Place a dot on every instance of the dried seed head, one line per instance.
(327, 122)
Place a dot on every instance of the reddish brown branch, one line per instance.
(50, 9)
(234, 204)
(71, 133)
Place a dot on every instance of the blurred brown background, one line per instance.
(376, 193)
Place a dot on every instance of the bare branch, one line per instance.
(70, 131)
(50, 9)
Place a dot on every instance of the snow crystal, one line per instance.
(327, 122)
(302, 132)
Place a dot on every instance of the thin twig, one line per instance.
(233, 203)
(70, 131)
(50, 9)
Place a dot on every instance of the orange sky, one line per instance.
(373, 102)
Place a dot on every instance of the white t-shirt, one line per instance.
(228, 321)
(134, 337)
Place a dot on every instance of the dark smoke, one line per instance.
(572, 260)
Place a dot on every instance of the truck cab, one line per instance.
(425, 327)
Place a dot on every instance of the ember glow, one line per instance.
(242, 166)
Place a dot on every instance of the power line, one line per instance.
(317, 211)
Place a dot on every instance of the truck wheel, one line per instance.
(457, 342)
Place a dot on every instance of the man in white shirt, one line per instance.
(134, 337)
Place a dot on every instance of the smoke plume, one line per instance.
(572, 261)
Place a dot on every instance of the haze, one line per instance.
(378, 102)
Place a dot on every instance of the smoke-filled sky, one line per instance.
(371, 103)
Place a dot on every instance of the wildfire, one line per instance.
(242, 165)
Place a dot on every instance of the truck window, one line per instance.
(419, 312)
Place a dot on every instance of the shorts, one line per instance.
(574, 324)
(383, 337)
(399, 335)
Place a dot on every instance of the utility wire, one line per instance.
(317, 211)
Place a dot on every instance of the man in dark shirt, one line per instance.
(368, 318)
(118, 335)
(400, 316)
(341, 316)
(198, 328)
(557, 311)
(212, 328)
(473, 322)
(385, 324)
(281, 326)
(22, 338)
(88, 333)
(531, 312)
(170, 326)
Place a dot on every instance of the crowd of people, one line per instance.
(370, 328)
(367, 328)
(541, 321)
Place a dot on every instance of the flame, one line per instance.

Goal of the exercise: Restate the data above in full, word for word.

Answer to the problem:
Place a dot on every instance of the dried seed head, one line per instance.
(327, 122)
Place a dot on every instance of the reddish brown branch, one line per instance.
(50, 9)
(234, 204)
(71, 133)
Place a dot on every instance of the blurred brown background, one line per instance.
(376, 193)
Place a dot on every instance of the bare branch, one line per instance.
(70, 131)
(50, 9)
Place a dot on every instance of the snow crystal, one line per instance.
(327, 122)
(302, 132)
Place a dot on every instance of the thin twig, one line per instance.
(233, 203)
(70, 131)
(50, 9)
Place a dot on every instance of the orange sky, one line per instance.
(373, 102)
Place a dot on every instance of the white t-shirt, one line per instance.
(228, 321)
(134, 337)
Place a dot on every instance of the dark smoke, one line per instance.
(572, 260)
Place a dot on every instance of the truck cab, one line per instance.
(425, 327)
Place a dot on every instance of the ember glow, one line per instance.
(242, 166)
Place a dot on every instance of the power line, one line per instance.
(317, 211)
Place a dot on every instance of the truck wheel, one line per instance.
(457, 342)
Place a dot on every instance of the man in white shirt, one line per instance.
(134, 337)
Place a dot on every instance of the smoke plume, one line per instance.
(572, 261)
Place a dot on every instance of the haze, one line per instance.
(378, 102)
Place a dot on every instance of the smoke-filled sky, one line per instance.
(371, 103)
Place a dot on every instance of the wildfire, one line per instance.
(242, 165)
Place a dot on every instance of the truck window, one line per instance.
(419, 312)
Place a dot on every instance of the shorts, one line per instance.
(574, 324)
(383, 337)
(399, 335)
Place a dot on every instance of the utility wire, one line per instance.
(317, 211)
Place a dot on every instance of the man in dark shirt, one line per instance.
(368, 318)
(118, 335)
(400, 316)
(341, 316)
(198, 328)
(557, 311)
(212, 328)
(473, 322)
(385, 324)
(281, 326)
(22, 338)
(88, 333)
(531, 312)
(170, 326)
Place a dot on every instance of the crowd of people, one line per instance.
(370, 328)
(367, 328)
(541, 321)
Place a dot on every instance of the flame, one line per instance.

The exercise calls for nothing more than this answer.